Moving the makeactive after the rootnoverify (hd1,0) did the trick and I am using the map function instead of the hide/unhide. Turns out that windows would not boot after the hide/unhide before I made the makeactive change. The MSDOS portion of the grub comfig now looks like map (hd0) (hd1) map (hd1) (hd0) rootnoverify (hd1,0) makeactive chainloader +1 I had copied the previous from a web page, but guess it was wrong where the makeactive was before the rootnoverify. Anyhow, thanks for the info. Art Anders Johansson wrote:
On Friday 04 March 2005 00:05, Sunny wrote:
On Thu, 03 Mar 2005 13:52:20 -0800, Art Fore <art.fore@comcast.net> wrote:
We have Suse 9.2 installed on dual bood amd64 system. This has a SATA drive, /dev/sda. A few days after installation, we added a second drive, and IDE drive, dev/hdd. Suse recognized the drive, I mapped it to /windows/DOS. This all works fine.

* To be done *
Revise the GRUB post between "Moving the makeactive" and "all works fine.", inclusive, replacing "Suse" with "SUSE Linux". Use only the GRUB post as your source.

* Data *
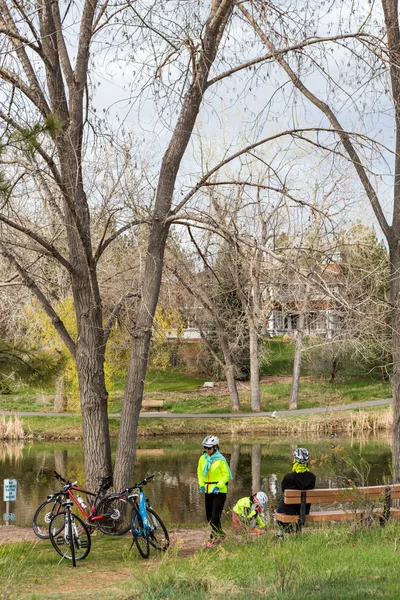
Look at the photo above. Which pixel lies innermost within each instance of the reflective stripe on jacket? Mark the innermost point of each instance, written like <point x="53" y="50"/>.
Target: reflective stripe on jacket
<point x="246" y="511"/>
<point x="217" y="476"/>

* Response below *
Moving the makeactive after the rootnoverify (hd1,0) did the trick and I am using the map function instead of the hide/unhide. Turns out that windows would not boot after the hide/unhide before I made the makeactive change. The MSDOS portion of the grub comfig now looks like map (hd0) (hd1) map (hd1) (hd0) rootnoverify (hd1,0) makeactive chainloader +1 I had copied the previous from a web page, but guess it was wrong where the makeactive was before the rootnoverify. Anyhow, thanks for the info. Art Anders Johansson wrote:
On Friday 04 March 2005 00:05, Sunny wrote:
On Thu, 03 Mar 2005 13:52:20 -0800, Art Fore <art.fore@comcast.net> wrote:
We have SUSE Linux 9.2 installed on dual bood amd64 system. This has a SATA drive, /dev/sda. A few days after installation, we added a second drive, and IDE drive, dev/hdd. SUSE Linux recognized the drive, I mapped it to /windows/DOS. This all works fine.